■ **Work to complete**
Give again, unaltered, the lines of the listing below that run from the line having "Where can the potted" through the line having "Where can the terracotta".

________________________________________

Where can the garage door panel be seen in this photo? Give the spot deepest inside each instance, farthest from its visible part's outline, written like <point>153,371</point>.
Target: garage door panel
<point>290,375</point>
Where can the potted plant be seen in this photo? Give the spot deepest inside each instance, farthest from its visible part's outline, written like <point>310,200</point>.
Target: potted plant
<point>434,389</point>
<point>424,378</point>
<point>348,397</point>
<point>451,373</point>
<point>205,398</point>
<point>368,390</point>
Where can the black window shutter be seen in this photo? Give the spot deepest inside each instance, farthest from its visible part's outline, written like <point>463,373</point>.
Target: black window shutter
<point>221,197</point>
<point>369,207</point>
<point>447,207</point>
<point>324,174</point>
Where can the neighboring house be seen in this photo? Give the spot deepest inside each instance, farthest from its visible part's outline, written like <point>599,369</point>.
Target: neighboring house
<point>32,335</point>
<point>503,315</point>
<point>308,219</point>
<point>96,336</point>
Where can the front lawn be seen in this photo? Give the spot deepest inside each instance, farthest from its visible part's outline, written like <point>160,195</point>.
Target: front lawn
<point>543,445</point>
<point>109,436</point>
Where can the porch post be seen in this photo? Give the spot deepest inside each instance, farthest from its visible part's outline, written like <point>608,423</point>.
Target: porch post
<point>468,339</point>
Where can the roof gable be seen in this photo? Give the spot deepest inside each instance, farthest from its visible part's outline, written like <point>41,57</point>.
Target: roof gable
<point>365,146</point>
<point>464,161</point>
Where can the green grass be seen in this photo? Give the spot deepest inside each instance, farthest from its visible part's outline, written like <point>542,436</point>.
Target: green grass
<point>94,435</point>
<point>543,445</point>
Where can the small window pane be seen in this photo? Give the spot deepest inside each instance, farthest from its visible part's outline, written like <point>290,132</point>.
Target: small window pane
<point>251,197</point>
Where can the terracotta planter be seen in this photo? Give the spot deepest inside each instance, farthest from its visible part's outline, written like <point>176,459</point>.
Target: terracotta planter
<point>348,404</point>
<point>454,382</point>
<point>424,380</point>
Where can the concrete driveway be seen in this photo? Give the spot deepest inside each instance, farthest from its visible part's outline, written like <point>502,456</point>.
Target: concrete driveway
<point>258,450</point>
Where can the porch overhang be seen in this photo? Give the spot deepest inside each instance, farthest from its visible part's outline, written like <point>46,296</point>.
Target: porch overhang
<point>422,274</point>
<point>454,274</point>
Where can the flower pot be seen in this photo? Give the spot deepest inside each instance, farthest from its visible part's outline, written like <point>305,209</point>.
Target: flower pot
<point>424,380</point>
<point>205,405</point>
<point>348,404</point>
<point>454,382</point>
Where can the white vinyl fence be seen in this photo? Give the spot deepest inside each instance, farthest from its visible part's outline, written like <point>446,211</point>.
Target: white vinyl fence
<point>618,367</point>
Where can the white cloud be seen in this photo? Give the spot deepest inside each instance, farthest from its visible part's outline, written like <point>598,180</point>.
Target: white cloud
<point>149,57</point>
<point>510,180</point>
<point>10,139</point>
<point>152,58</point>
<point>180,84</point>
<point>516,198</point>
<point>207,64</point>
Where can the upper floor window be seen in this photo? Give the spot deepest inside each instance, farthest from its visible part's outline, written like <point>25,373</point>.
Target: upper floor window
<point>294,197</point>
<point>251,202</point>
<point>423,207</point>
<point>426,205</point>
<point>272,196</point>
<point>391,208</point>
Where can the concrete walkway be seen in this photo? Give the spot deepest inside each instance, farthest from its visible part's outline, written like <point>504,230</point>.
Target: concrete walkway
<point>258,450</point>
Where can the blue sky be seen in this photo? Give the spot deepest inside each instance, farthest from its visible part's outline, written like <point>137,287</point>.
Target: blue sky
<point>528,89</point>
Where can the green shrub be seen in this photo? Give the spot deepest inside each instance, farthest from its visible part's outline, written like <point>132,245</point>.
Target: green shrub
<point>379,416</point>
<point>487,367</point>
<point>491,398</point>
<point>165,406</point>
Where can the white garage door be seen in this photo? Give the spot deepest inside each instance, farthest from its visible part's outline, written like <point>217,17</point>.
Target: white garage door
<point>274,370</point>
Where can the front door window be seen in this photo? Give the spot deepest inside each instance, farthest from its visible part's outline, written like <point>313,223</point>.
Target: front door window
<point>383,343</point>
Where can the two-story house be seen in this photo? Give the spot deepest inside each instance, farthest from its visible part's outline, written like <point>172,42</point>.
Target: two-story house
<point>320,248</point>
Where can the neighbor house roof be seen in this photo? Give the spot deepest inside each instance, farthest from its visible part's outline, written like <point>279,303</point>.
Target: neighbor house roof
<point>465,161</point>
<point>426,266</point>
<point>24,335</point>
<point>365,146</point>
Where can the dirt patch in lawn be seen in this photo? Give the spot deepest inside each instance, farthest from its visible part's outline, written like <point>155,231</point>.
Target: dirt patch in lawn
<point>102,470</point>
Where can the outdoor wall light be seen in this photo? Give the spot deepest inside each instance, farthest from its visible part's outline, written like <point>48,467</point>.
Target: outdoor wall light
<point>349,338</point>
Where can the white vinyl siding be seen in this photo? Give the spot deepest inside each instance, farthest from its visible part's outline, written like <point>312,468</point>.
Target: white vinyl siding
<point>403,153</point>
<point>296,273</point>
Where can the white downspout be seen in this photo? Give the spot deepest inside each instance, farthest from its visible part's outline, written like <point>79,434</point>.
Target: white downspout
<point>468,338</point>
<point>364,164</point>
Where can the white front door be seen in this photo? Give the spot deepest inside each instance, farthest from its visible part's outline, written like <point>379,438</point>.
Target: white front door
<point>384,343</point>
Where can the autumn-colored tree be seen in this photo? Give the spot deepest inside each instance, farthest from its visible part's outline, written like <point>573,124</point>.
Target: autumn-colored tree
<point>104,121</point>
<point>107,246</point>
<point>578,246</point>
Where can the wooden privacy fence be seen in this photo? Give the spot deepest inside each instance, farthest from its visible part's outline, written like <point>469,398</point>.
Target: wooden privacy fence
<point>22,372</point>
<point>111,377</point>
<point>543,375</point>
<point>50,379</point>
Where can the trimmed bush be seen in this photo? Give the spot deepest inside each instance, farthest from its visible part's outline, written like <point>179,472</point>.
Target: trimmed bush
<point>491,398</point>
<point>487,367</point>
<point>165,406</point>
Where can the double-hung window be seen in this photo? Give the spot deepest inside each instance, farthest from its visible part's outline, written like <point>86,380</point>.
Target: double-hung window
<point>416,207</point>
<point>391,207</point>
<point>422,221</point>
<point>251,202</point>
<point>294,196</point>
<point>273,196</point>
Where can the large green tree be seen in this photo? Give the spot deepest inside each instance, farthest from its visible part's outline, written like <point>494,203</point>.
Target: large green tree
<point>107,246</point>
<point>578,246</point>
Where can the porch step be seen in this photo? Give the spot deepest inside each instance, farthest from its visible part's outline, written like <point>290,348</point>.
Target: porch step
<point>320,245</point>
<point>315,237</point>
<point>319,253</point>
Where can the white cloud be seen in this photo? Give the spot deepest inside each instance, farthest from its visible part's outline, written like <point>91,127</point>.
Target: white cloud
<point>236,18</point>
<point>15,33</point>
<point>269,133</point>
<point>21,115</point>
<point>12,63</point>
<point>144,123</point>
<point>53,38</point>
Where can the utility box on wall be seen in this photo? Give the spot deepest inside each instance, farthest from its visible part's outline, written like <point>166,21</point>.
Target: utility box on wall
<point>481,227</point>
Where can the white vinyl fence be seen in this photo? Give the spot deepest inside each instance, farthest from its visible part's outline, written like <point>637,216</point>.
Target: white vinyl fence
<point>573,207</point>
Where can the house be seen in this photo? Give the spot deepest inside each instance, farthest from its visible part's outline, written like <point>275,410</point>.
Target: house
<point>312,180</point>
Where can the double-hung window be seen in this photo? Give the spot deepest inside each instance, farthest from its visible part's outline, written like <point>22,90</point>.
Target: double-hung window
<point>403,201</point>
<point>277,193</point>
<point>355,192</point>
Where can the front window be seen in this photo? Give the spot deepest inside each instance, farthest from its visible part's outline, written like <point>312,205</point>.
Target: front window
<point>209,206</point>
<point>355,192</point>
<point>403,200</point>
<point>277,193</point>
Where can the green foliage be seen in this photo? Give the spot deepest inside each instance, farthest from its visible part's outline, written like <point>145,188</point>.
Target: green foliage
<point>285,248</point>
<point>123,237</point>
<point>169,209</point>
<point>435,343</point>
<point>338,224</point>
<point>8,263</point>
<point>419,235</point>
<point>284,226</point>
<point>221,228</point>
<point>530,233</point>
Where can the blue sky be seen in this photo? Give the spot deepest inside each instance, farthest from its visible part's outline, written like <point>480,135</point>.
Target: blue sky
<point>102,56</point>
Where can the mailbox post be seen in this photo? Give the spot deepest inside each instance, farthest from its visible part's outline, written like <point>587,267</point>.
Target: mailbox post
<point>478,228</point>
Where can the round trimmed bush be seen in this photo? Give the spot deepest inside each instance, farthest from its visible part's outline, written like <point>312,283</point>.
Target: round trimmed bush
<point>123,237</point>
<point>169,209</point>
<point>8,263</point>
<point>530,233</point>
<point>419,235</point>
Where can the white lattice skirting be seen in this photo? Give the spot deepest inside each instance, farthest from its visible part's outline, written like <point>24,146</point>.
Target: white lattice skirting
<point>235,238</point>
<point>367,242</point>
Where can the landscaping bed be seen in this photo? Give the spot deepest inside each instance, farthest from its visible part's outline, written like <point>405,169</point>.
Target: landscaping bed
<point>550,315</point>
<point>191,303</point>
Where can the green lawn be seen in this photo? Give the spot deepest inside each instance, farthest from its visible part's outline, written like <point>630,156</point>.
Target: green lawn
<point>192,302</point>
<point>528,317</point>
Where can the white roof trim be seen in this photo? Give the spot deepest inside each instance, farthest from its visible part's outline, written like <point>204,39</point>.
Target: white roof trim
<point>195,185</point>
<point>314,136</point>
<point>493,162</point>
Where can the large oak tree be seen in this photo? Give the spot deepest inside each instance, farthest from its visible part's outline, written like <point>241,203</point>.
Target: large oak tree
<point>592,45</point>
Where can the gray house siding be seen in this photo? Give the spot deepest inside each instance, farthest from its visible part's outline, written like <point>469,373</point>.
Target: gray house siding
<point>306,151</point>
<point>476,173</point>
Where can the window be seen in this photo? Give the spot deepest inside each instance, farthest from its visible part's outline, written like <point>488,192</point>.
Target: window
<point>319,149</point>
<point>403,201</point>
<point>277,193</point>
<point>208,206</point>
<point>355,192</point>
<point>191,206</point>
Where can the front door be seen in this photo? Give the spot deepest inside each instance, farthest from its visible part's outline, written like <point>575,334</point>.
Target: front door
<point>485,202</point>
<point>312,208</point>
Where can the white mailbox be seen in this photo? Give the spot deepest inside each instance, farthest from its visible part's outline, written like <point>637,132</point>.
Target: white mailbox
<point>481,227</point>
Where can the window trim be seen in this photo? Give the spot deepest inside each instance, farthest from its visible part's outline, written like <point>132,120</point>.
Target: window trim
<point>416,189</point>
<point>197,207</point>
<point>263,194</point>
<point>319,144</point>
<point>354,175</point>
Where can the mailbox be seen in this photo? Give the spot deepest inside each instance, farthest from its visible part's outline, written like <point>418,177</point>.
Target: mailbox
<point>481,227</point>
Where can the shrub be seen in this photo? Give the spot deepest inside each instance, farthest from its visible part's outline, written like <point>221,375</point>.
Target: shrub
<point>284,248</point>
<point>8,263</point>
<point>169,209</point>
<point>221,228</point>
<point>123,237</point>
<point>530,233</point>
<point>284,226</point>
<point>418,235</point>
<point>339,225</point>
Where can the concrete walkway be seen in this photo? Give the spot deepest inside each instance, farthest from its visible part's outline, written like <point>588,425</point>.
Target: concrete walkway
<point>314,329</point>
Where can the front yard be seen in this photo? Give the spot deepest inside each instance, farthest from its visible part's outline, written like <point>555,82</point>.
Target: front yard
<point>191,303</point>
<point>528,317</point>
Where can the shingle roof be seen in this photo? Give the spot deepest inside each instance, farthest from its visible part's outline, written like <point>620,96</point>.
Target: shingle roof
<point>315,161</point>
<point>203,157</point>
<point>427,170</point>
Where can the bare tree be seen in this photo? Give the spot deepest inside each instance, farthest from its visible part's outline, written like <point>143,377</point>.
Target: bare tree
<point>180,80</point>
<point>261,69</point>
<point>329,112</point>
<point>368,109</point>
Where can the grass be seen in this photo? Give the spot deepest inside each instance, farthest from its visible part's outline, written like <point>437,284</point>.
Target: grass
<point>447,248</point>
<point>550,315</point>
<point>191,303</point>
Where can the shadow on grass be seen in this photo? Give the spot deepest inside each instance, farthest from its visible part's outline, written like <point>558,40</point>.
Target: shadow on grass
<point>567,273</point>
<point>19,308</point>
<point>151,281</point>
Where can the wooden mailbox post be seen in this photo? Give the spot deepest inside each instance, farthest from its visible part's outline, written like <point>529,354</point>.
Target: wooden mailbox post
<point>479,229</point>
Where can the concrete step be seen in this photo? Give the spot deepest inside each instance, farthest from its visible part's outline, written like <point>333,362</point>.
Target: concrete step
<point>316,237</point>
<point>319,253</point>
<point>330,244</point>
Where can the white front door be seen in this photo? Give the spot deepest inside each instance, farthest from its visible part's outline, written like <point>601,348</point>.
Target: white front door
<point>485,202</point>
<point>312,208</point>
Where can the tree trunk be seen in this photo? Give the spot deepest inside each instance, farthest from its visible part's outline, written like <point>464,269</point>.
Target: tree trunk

________________________________________

■ **Written response**
Where can the potted plant be seen in this photo? Give the spot deepest inside each instance, farthest from its visible part's outline, written like <point>310,200</point>.
Target: potted plant
<point>434,389</point>
<point>424,378</point>
<point>348,397</point>
<point>451,373</point>
<point>205,398</point>
<point>368,390</point>
Where can the black window shutter be seen in this photo? Give the spot deepest inside each instance, farthest from its visible part's outline, written like <point>463,373</point>.
Target: black window shutter
<point>221,197</point>
<point>369,207</point>
<point>447,207</point>
<point>324,174</point>
Where can the neighboring house be seen in this photo? Give the spot deepest inside each instance, farthest from its visible part's outline, written like <point>599,369</point>.
Target: neighboring house
<point>32,335</point>
<point>503,315</point>
<point>308,219</point>
<point>96,336</point>
Where can the front lawn be seen in this photo? Give the spot deepest inside each instance, farthest from its visible part's outline, written like <point>160,195</point>.
Target: front lawn
<point>543,445</point>
<point>109,436</point>
Where can the porch post be seen in this photo? Give the spot deepest inside each instance, farthest from its visible part's outline, written like <point>608,423</point>.
Target: porch post
<point>468,339</point>
Where can the roof gable be seen in this photo? Give the spot deepest inside each instance, farthest from its visible part's outline, written like <point>41,57</point>.
Target: roof gable
<point>365,146</point>
<point>464,161</point>
Where can the green grass be seen in this photo? Give the spot deepest inside each instance, farthest from its visible part's outline, written like <point>542,436</point>.
Target: green grass
<point>94,435</point>
<point>543,445</point>
Where can the small window pane be seen in this photo? Give the spot deepest inside each instance, farthest from its visible part's outline, written like <point>290,132</point>.
Target: small window pane
<point>251,197</point>
Where can the terracotta planter be seen in this photo? Give the spot deepest inside each instance, farthest from its visible part's outline, written like <point>176,459</point>.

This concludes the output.